### WHAT YOU NEED TO DO:
a: From the carp spawning thread, extract everything from "# Carp Spawning" down to "(Oct 29, 2011)", word for word.
b: Extend the carp spawning thread beyond its final line.

### SELECTED PASSAGE:

# Carp Spawning



## Harnack22 (Nov 17, 2014)

I work 8-6 everyday and do not have much time to check out if the carp are spawning. Could someone please post under this thread when they start? I hope they start going on friday or saturday as they like a water temp around 70 degrees which is the golden number. Either on Alum, O' shaughnessy or Hoover. Thanks guys!


----------



## polebender (Oct 29, 2011)

Temps up in the north end were 65-66 last Saturday. There were'nt any rolling in the banks yet, but by this weekend they might be.


----------



## Harnack22 (Nov 17, 2014)

polebender said:


> Temps up in the north end were 65-66 last Saturday. There were'nt any rolling in the banks yet, but by this weekend they might be.


Thanks! Ya I was checking on Sunday as well as crappie fishing. Crappies were spawning full swing this weekend with their prime temperature of 62F to 65F


----------



## "chillin" (Apr 20, 2012)

All kinds of carp spawning on the banks at Delaware. North end


----------



## Harnack22 (Nov 17, 2014)

Thanks for the update!


----------



## reyangelo (May 28, 2014)

North End Hoover. I caught 3 for but a buddy of mine whom eats them. This is the picture of first one I caught. At this size, I wish I knew how to eat these; several folks I know who like to eat Carp affirm they are good table fare. Probably the only time I will invest fishing Carp for this year.


----------



## Harnack22 (Nov 17, 2014)

### GIVEN INFORMATION:
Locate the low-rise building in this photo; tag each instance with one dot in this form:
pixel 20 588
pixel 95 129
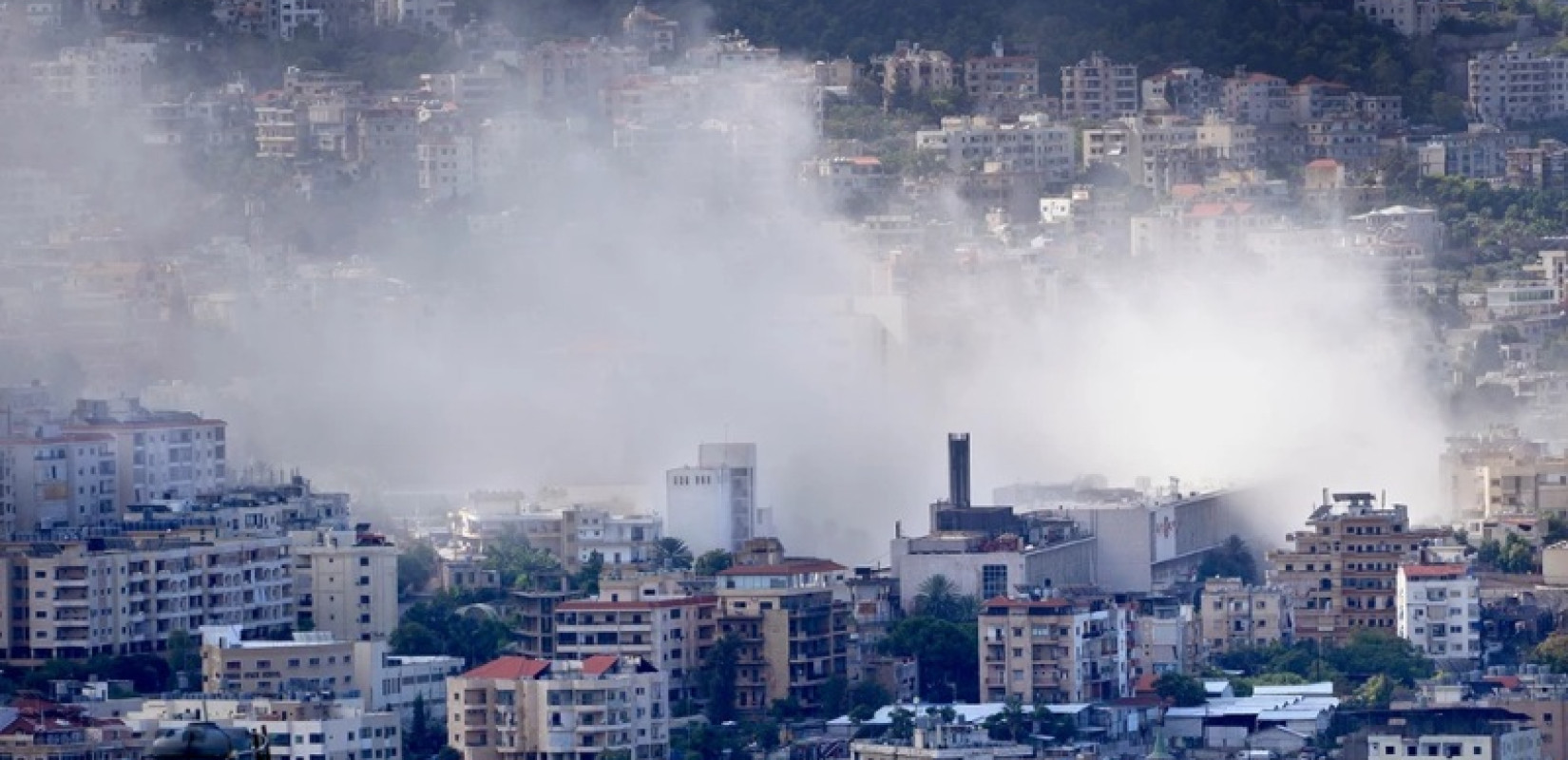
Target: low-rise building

### TASK RESULTS:
a:
# Carp Spawning



## Harnack22 (Nov 17, 2014)

I work 8-6 everyday and do not have much time to check out if the carp are spawning. Could someone please post under this thread when they start? I hope they start going on friday or saturday as they like a water temp around 70 degrees which is the golden number. Either on Alum, O' shaughnessy or Hoover. Thanks guys!


----------



## polebender (Oct 29, 2011)

b:
reyangelo said:


> North End Hoover. I caught 3 for but a buddy of mine whom eats them. This is the picture of first one I caught. At this size, I wish I knew how to eat these; several folks I know who like to eat Carp affirm they are good table fare. Probably the only time I will invest fishing Carp for this year.
> View attachment 185241


Nice! That is a quilback!


----------



## reyangelo (May 28, 2014)

Harnack22 said:


> Nice! That is a quilback!


Thanks for the fish ID Harnack22!!! I had no clue but good to know difference in Carp family.


----------



## Harnack22 (Nov 17, 2014)

No problem! Let me know if you see them rolling later this week if you go out! "The commons". Thanks


----------



## 1basshunter (Mar 27, 2011)

they are spawning at Buckeye right now


----------



## Harnack22 (Nov 17, 2014)

dang!! Why do they have to spawn during the week! I might try getting out tomorrow after work and let them have it with arrows flinging all over! Any report for alum or o shaugnessy?


----------



## Bow-man (Apr 18, 2013)

Harnack22 said:


> dang!! Why do they have to spawn during the week! I might try getting out tomorrow after work and let them have it with arrows flinging all over! Any report for alum or o shaugnessy?


Have not seen any at O'Shay yet.


----------



## 1amaturewrangler (Jul 17, 2014)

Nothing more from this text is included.